»»

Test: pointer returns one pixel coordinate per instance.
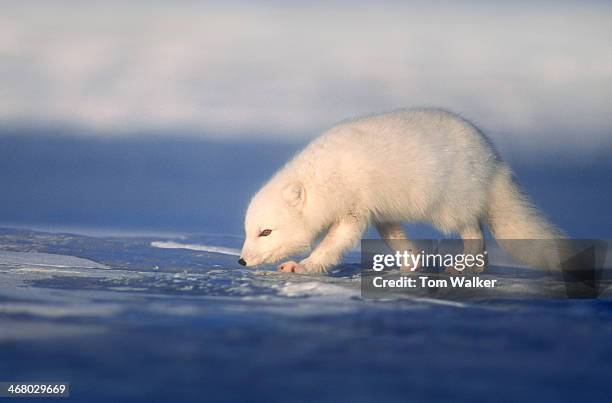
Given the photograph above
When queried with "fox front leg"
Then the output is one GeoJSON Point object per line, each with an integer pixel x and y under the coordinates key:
{"type": "Point", "coordinates": [340, 237]}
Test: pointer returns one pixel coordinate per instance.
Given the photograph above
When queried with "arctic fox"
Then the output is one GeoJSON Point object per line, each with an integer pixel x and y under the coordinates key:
{"type": "Point", "coordinates": [426, 165]}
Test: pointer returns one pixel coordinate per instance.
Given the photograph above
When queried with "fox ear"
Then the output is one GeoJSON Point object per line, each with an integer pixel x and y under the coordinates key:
{"type": "Point", "coordinates": [295, 195]}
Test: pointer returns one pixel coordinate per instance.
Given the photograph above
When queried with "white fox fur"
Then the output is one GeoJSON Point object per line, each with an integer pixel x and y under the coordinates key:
{"type": "Point", "coordinates": [424, 165]}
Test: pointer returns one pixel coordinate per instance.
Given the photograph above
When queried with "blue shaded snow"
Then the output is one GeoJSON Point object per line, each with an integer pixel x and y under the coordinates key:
{"type": "Point", "coordinates": [124, 319]}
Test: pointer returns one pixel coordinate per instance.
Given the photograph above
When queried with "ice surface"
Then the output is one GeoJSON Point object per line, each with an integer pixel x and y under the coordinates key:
{"type": "Point", "coordinates": [24, 259]}
{"type": "Point", "coordinates": [204, 248]}
{"type": "Point", "coordinates": [151, 319]}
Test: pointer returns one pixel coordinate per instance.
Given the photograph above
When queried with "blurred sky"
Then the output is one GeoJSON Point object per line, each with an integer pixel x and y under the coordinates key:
{"type": "Point", "coordinates": [540, 72]}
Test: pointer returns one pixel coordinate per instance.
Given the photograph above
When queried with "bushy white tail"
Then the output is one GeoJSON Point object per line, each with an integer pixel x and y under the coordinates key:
{"type": "Point", "coordinates": [519, 227]}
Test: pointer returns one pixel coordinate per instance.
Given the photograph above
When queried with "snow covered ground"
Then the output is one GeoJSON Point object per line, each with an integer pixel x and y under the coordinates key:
{"type": "Point", "coordinates": [161, 319]}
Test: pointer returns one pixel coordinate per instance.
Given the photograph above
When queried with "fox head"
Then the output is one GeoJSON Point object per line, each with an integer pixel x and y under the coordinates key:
{"type": "Point", "coordinates": [274, 225]}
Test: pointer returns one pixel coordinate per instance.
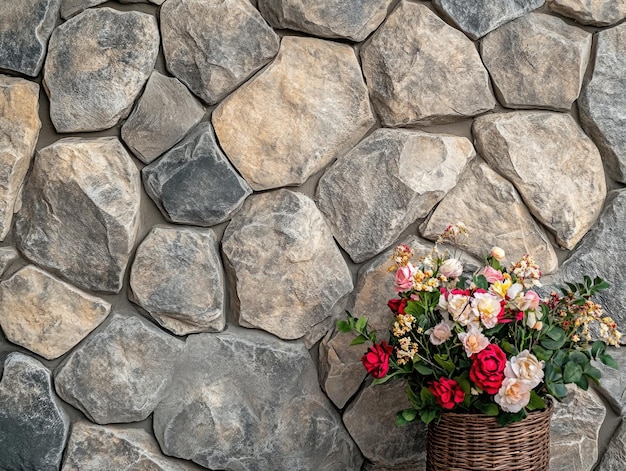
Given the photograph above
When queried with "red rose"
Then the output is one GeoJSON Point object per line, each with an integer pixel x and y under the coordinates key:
{"type": "Point", "coordinates": [376, 360]}
{"type": "Point", "coordinates": [397, 305]}
{"type": "Point", "coordinates": [447, 392]}
{"type": "Point", "coordinates": [487, 370]}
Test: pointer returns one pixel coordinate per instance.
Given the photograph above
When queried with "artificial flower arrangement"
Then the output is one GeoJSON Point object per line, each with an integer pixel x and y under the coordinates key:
{"type": "Point", "coordinates": [487, 343]}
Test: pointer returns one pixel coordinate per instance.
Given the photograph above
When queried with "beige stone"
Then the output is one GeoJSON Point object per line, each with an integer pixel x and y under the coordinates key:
{"type": "Point", "coordinates": [19, 131]}
{"type": "Point", "coordinates": [555, 167]}
{"type": "Point", "coordinates": [495, 215]}
{"type": "Point", "coordinates": [419, 70]}
{"type": "Point", "coordinates": [45, 315]}
{"type": "Point", "coordinates": [307, 108]}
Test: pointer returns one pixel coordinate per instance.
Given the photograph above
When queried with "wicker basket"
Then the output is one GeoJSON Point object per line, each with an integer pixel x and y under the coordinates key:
{"type": "Point", "coordinates": [474, 442]}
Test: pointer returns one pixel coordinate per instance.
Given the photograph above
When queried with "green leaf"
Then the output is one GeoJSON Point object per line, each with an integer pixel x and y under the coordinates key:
{"type": "Point", "coordinates": [536, 401]}
{"type": "Point", "coordinates": [344, 327]}
{"type": "Point", "coordinates": [608, 360]}
{"type": "Point", "coordinates": [358, 340]}
{"type": "Point", "coordinates": [572, 372]}
{"type": "Point", "coordinates": [598, 348]}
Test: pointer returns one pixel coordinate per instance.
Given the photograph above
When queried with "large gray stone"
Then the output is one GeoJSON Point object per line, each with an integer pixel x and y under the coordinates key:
{"type": "Point", "coordinates": [19, 131]}
{"type": "Point", "coordinates": [177, 277]}
{"type": "Point", "coordinates": [340, 369]}
{"type": "Point", "coordinates": [420, 71]}
{"type": "Point", "coordinates": [590, 12]}
{"type": "Point", "coordinates": [371, 421]}
{"type": "Point", "coordinates": [537, 61]}
{"type": "Point", "coordinates": [350, 19]}
{"type": "Point", "coordinates": [390, 179]}
{"type": "Point", "coordinates": [33, 424]}
{"type": "Point", "coordinates": [163, 115]}
{"type": "Point", "coordinates": [245, 400]}
{"type": "Point", "coordinates": [307, 108]}
{"type": "Point", "coordinates": [600, 254]}
{"type": "Point", "coordinates": [477, 17]}
{"type": "Point", "coordinates": [97, 64]}
{"type": "Point", "coordinates": [45, 315]}
{"type": "Point", "coordinates": [495, 215]}
{"type": "Point", "coordinates": [602, 103]}
{"type": "Point", "coordinates": [574, 431]}
{"type": "Point", "coordinates": [25, 27]}
{"type": "Point", "coordinates": [80, 212]}
{"type": "Point", "coordinates": [213, 46]}
{"type": "Point", "coordinates": [194, 183]}
{"type": "Point", "coordinates": [285, 269]}
{"type": "Point", "coordinates": [120, 373]}
{"type": "Point", "coordinates": [96, 448]}
{"type": "Point", "coordinates": [555, 167]}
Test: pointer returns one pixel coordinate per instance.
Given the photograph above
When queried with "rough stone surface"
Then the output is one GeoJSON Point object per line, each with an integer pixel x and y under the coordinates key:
{"type": "Point", "coordinates": [379, 405]}
{"type": "Point", "coordinates": [598, 255]}
{"type": "Point", "coordinates": [19, 131]}
{"type": "Point", "coordinates": [25, 27]}
{"type": "Point", "coordinates": [33, 424]}
{"type": "Point", "coordinates": [407, 69]}
{"type": "Point", "coordinates": [537, 61]}
{"type": "Point", "coordinates": [45, 315]}
{"type": "Point", "coordinates": [120, 373]}
{"type": "Point", "coordinates": [194, 183]}
{"type": "Point", "coordinates": [97, 64]}
{"type": "Point", "coordinates": [163, 115]}
{"type": "Point", "coordinates": [478, 17]}
{"type": "Point", "coordinates": [256, 405]}
{"type": "Point", "coordinates": [517, 233]}
{"type": "Point", "coordinates": [615, 455]}
{"type": "Point", "coordinates": [307, 108]}
{"type": "Point", "coordinates": [555, 167]}
{"type": "Point", "coordinates": [213, 46]}
{"type": "Point", "coordinates": [350, 19]}
{"type": "Point", "coordinates": [574, 431]}
{"type": "Point", "coordinates": [95, 448]}
{"type": "Point", "coordinates": [590, 12]}
{"type": "Point", "coordinates": [177, 277]}
{"type": "Point", "coordinates": [283, 264]}
{"type": "Point", "coordinates": [80, 211]}
{"type": "Point", "coordinates": [391, 178]}
{"type": "Point", "coordinates": [340, 367]}
{"type": "Point", "coordinates": [602, 103]}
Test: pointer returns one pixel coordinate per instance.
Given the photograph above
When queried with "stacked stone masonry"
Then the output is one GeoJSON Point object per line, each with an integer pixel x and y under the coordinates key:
{"type": "Point", "coordinates": [192, 192]}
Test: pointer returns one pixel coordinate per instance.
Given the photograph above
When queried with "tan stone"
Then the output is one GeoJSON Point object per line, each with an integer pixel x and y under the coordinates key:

««

(What is needed)
Please identify every line in the entries that contains the word "surface" and copy each one in full.

(Exercise output)
When queried with "ice surface"
When queried with "rough stone surface"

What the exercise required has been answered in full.